TechOpsGuys.com Diggin' technology every day

November 6, 2009

Thin Provisioning strategy with VMware

Filed under: Storage,Virtualization — Tags: , , , — Nate @ 3:44 pm

Since the announcement of thin provisioning built into vSphere I have seen quite a few blog posts on how to take advantage of it but haven’t seen anything that matches my strategy which has served me well utilizing array-based thin provisioning technology. I think it’s pretty foolproof..

The man caveat is that I assume you have a decent amount of storage available on your system, that is your VMFS volumes aren’t the only thing residing on your storage. On my current storage array,written VMFS data accounts for maybe 2-3 % of my storage. On the storage array I had at my last company it was probably 10-15%. I don’t believe in dedicated storage arrays myself. I prefer nice shared storage systems that can sustain random and sequential I/O from any number of hosts and distributed that I/O across all of the resources for maximum efficiency.  So my current array has most of it’s space set aside for a NFS cluster, and then there is a couple dozen terabytes set aside for SQL servers and VMware. The main key is being able to share the same spindles across dozens or even hundreds of LUNs.

There has been a lot of debate over the recent years about how best to size your VMFS volumes. The most recent data I have seen suggests somewhere between 250GB and 500GB. There seems to be unanimous opinion out there not to do something crazy and use 2TB volumes. The exact size depends on your setup. How many VMs, how many hosts, how often you use snapshots, how often you do vMotion, as well as the amount of I/O that goes on. The less of all of those the larger the volume can potentially be.

My method is so simple. I chose 1TB as my volume sizes, thin provisioned of course.  I utilize the default lazy zero VMFS mode and do not explicitly turn on thin provisioning on any VMDK files. There’s no real point if you already have it in the array. So I create 1TB volumes, and I begin creating VMs on them. I try to stop when I get to around 500GB of allocated(but not written) space. That is VMware thinks it is using 500GB, but it may only be using 30GB. This way I know, the system will never use more than 500GB. Pretty simple. Of course I have enough space in reserve that if something crazy were to happen the volume could grow to 500GB and not cause any problems. Even with my current storage array operating in the neighborhood of 89% of total capacity, that still leaves me with several terabytes of space I can use in an emergency.

The exercise
Do these statements agree with the post on thin provisioning with VMware? Answer yes or no for each, and quote the words from the post that decide it. 1. The writer picked 1TB as the size for each volume. 2. The writer turns on thin provisioning for every VMDK file. 3. The writer prefers dedicated storage arrays. The material that comes after this text has nothing to do with it.

Excerpted records
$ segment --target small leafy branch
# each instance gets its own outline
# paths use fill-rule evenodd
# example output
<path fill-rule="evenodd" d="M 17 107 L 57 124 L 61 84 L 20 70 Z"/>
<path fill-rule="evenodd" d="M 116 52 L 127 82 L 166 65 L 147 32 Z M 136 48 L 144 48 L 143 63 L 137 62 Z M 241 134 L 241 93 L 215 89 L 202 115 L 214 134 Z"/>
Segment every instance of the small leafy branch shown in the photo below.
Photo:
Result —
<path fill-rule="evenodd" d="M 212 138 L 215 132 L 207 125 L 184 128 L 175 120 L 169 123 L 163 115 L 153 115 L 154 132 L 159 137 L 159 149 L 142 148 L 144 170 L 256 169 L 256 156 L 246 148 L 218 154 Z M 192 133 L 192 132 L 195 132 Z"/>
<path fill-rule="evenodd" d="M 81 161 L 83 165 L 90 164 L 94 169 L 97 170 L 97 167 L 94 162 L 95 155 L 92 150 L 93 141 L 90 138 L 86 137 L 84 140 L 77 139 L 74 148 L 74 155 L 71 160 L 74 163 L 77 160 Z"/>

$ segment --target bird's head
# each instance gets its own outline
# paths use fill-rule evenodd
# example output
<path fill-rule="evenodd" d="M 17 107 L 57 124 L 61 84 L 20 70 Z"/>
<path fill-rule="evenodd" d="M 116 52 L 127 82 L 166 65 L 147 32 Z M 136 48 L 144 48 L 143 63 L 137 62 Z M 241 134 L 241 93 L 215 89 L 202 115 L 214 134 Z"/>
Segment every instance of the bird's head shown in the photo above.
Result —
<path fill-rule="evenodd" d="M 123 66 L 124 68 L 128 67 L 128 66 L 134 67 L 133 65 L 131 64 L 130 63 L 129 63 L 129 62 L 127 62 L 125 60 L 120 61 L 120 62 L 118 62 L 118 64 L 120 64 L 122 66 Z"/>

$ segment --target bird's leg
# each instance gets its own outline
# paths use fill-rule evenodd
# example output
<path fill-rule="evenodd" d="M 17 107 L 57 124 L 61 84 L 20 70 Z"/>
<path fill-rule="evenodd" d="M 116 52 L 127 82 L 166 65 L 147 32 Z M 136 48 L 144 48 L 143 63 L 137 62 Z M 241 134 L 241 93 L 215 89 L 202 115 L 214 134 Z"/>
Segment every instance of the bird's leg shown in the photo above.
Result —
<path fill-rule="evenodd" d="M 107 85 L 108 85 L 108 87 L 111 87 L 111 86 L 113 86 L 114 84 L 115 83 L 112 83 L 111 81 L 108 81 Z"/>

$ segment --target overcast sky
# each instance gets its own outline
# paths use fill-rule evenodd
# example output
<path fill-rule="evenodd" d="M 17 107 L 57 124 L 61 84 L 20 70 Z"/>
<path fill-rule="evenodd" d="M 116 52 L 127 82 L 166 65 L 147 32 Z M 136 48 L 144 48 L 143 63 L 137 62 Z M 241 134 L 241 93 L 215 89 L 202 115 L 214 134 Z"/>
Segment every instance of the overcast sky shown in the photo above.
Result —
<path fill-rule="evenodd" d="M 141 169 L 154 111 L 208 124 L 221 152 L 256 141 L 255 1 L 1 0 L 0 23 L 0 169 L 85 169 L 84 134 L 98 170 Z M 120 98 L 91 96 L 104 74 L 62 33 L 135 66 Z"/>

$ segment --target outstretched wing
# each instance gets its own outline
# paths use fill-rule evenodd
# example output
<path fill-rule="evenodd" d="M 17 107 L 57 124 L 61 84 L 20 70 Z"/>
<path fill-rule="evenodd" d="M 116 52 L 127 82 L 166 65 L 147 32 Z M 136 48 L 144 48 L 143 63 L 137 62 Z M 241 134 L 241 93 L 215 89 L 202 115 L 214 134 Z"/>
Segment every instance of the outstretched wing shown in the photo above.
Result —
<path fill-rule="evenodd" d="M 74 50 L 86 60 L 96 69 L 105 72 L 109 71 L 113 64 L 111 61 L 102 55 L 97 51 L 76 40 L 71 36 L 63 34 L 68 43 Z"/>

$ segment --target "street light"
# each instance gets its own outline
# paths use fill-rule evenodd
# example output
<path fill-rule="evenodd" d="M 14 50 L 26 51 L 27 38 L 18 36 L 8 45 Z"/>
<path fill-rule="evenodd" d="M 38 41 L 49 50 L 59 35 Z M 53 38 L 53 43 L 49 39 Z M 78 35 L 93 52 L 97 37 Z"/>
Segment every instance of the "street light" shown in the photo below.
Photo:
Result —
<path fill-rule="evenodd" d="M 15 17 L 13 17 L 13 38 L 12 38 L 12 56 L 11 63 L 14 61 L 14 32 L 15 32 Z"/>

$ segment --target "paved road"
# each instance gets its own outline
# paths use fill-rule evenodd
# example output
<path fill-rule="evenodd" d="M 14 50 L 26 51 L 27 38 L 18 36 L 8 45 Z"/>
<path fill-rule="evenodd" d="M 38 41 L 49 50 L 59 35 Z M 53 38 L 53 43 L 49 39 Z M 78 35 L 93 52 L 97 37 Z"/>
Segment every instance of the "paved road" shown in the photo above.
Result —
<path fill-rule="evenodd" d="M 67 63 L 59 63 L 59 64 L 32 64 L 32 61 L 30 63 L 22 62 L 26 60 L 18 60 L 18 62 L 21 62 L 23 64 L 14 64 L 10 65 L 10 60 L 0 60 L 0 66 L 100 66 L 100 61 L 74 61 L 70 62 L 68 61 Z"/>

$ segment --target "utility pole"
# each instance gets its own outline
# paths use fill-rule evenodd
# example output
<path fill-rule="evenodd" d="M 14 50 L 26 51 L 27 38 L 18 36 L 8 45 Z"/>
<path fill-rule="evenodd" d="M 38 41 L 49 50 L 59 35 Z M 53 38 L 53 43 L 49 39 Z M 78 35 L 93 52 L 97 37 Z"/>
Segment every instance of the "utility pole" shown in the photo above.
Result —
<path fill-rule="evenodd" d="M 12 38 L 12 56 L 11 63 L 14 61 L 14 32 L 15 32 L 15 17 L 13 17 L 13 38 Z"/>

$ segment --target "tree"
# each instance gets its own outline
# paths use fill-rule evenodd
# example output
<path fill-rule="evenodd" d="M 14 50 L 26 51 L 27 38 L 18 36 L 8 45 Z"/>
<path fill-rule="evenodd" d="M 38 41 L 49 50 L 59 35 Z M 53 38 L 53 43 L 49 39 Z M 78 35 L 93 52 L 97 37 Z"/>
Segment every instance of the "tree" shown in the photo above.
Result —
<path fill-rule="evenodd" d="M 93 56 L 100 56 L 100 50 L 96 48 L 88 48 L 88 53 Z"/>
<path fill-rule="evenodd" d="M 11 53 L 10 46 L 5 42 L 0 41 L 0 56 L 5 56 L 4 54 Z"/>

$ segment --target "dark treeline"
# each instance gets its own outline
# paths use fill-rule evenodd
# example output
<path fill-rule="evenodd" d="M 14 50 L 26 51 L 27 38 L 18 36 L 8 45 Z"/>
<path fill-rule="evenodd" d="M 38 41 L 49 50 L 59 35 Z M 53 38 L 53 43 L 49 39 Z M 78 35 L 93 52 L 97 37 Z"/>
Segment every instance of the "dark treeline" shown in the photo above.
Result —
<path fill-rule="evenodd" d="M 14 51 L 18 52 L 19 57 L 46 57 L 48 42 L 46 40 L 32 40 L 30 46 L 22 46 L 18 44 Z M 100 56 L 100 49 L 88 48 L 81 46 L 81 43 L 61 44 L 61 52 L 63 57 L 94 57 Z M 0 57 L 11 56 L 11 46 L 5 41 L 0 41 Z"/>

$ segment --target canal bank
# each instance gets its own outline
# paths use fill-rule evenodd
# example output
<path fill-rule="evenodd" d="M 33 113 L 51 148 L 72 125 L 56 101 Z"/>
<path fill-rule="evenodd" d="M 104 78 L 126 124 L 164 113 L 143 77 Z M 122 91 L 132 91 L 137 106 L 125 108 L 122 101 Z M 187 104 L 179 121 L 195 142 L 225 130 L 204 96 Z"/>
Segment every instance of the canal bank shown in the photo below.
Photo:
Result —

Response
1. Yes: "I chose 1TB as my volume sizes, thin provisioned of course."
2. No: "do not explicitly turn on thin provisioning on any VMDK files."
3. No: "I don’t believe in dedicated storage arrays myself."